● TEKS:
Image1

Makalah SPI Persaudaraan yang Diikat Rasulullah

PENDAHULUAN
Muhammad itu sekali-kali bukanlah bapak dari seorang laki-laki diantara kamu, tetapi dia adalah Rasulullah dan penutup nabi-nabi.[1]
            Muhammad adalah manusia fenomenal dalam sepanjang sejarah kehidupan dan peradaban manusia. Beliau adalah manusia biasa, namun memiliki keistimewaan-keistimewaan yang langsung di berikan Allah kepadanya, karena saking istimewanya, Allah mengabdikan nama Muhammad dalam salah satu surat Al-Qur’an yaitu surat ke-47.

● TUGAS DIKERJAKAN:
**A.** Menurut makalah ini, nama Muhammad diabadikan dalam surat Al-Qur'an ke berapa?
**B.** Ketik ulang sebagian makalah ini tanpa perubahan, mulai dari kata-kata yang memuat "Makalah SPI Persaudaraan" dan berhenti setelah "yaitu surat ke-47.".

Catatan dari kumpulan pelabelan titik:
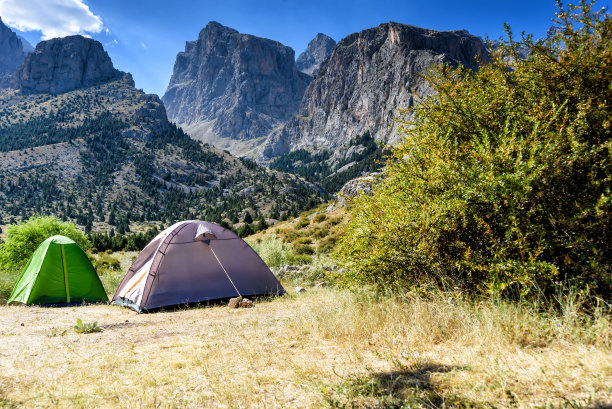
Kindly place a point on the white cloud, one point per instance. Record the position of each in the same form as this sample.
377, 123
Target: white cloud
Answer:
54, 18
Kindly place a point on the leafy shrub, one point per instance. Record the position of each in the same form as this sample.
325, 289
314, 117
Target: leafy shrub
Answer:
303, 249
327, 244
320, 232
86, 328
303, 222
23, 239
106, 262
502, 184
303, 240
272, 251
319, 218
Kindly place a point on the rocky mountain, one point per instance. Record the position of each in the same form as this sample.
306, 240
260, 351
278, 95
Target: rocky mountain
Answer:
65, 64
362, 84
231, 89
12, 52
318, 49
84, 144
27, 47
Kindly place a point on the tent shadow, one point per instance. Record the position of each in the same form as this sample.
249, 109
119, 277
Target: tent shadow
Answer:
207, 304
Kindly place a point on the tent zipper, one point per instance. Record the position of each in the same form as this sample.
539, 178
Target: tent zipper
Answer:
65, 274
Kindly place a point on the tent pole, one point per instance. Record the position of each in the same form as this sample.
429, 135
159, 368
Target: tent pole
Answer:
65, 274
228, 277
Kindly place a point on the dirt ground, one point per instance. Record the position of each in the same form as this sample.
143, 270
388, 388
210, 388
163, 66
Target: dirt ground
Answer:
324, 348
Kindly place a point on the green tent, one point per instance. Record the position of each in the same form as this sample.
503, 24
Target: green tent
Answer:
58, 272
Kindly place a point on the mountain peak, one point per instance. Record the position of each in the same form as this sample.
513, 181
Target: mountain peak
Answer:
64, 64
318, 49
12, 52
229, 88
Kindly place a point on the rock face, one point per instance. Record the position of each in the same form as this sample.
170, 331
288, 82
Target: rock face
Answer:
64, 64
12, 51
318, 49
27, 47
368, 76
228, 88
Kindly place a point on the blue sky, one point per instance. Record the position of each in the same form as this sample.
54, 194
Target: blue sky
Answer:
143, 37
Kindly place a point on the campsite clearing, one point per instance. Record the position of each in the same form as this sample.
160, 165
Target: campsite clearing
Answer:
322, 348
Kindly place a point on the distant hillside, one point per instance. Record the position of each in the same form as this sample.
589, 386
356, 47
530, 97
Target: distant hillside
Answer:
105, 155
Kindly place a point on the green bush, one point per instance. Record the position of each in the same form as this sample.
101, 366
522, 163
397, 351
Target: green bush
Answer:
502, 183
106, 262
303, 249
272, 250
319, 218
23, 239
303, 222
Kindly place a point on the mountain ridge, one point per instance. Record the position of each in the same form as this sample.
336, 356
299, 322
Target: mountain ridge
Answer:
229, 88
369, 75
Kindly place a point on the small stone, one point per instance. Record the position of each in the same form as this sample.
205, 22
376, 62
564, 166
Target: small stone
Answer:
246, 303
234, 302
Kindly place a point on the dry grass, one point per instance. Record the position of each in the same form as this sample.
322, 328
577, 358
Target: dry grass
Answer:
323, 348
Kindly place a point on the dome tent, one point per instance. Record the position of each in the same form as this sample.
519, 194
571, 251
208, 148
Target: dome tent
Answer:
194, 261
58, 272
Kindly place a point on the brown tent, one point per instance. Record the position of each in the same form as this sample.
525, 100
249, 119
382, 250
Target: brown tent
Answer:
194, 261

● JAWABAN:
**A.** Surat ke-47.

**B.**
Makalah SPI Persaudaraan yang Diikat Rasulullah

PENDAHULUAN
Muhammad itu sekali-kali bukanlah bapak dari seorang laki-laki diantara kamu, tetapi dia adalah Rasulullah dan penutup nabi-nabi.[1]
            Muhammad adalah manusia fenomenal dalam sepanjang sejarah kehidupan dan peradaban manusia. Beliau adalah manusia biasa, namun memiliki keistimewaan-keistimewaan yang langsung di berikan Allah kepadanya, karena saking istimewanya, Allah mengabdikan nama Muhammad dalam salah satu surat Al-Qur’an yaitu surat ke-47.